EXERCISE DESCRIPTION:
State only the count of lines in the listing below that hold "waterfall".

ENTRIES PROVIDED START

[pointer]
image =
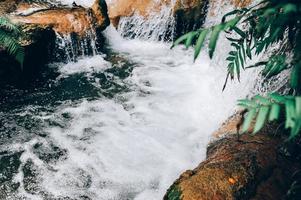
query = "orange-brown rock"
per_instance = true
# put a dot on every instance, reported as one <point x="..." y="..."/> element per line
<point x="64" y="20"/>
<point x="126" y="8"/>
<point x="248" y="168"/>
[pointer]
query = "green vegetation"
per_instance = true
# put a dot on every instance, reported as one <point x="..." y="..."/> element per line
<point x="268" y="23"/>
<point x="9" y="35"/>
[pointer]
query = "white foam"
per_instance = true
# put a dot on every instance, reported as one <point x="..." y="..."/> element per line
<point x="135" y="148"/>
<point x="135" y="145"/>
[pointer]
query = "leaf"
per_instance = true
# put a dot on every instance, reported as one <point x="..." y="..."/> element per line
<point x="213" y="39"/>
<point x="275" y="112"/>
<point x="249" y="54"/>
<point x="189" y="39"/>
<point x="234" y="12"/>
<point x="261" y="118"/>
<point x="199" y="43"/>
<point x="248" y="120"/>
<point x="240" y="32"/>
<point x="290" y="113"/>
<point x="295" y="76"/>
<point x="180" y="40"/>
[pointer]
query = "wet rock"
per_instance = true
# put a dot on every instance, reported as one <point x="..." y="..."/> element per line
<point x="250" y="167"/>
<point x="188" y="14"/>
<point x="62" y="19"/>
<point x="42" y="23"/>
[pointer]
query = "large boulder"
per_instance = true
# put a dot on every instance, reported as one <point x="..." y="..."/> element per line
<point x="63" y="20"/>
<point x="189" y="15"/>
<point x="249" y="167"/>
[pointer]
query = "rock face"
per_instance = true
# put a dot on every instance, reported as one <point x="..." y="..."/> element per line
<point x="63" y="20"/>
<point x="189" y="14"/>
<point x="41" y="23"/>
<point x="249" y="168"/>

ENTRIES PROVIDED END
ENTRIES PROVIDED START

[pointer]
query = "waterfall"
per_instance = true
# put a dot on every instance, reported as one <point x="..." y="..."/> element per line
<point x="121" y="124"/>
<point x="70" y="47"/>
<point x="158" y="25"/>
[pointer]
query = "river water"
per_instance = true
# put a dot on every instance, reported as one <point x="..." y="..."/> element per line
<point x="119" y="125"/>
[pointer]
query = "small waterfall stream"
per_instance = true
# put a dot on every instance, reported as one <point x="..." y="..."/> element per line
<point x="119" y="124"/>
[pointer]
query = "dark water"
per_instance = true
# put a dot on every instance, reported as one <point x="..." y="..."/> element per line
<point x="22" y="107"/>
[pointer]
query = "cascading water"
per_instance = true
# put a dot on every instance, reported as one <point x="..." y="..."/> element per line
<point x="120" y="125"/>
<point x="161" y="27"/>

ENTRIES PROVIDED END
ENTRIES PROVIDED START

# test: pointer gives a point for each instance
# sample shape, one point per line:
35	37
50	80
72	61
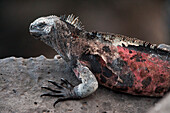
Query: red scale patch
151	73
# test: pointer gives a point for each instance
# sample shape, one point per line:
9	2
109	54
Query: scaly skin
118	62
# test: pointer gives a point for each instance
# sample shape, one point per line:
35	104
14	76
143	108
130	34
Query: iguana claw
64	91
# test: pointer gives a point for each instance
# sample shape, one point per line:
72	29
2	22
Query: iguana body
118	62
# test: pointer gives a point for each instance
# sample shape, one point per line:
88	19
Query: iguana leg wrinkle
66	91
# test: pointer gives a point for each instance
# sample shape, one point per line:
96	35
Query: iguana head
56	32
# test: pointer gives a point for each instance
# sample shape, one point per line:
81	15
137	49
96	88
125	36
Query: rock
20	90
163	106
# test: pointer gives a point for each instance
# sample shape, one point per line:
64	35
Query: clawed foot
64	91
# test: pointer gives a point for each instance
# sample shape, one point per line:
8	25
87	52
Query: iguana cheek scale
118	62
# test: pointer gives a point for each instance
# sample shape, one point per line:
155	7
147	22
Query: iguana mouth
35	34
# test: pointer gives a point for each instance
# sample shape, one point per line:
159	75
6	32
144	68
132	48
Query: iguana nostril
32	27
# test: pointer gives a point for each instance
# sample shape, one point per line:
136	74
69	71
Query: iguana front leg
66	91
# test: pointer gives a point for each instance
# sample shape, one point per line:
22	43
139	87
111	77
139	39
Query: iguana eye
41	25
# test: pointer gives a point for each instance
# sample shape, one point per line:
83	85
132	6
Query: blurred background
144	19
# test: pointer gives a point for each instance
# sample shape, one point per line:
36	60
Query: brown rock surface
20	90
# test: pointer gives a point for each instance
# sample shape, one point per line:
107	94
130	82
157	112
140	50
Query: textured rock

ENTRIES PROVIDED END

RESULT OF THIS TASK:
2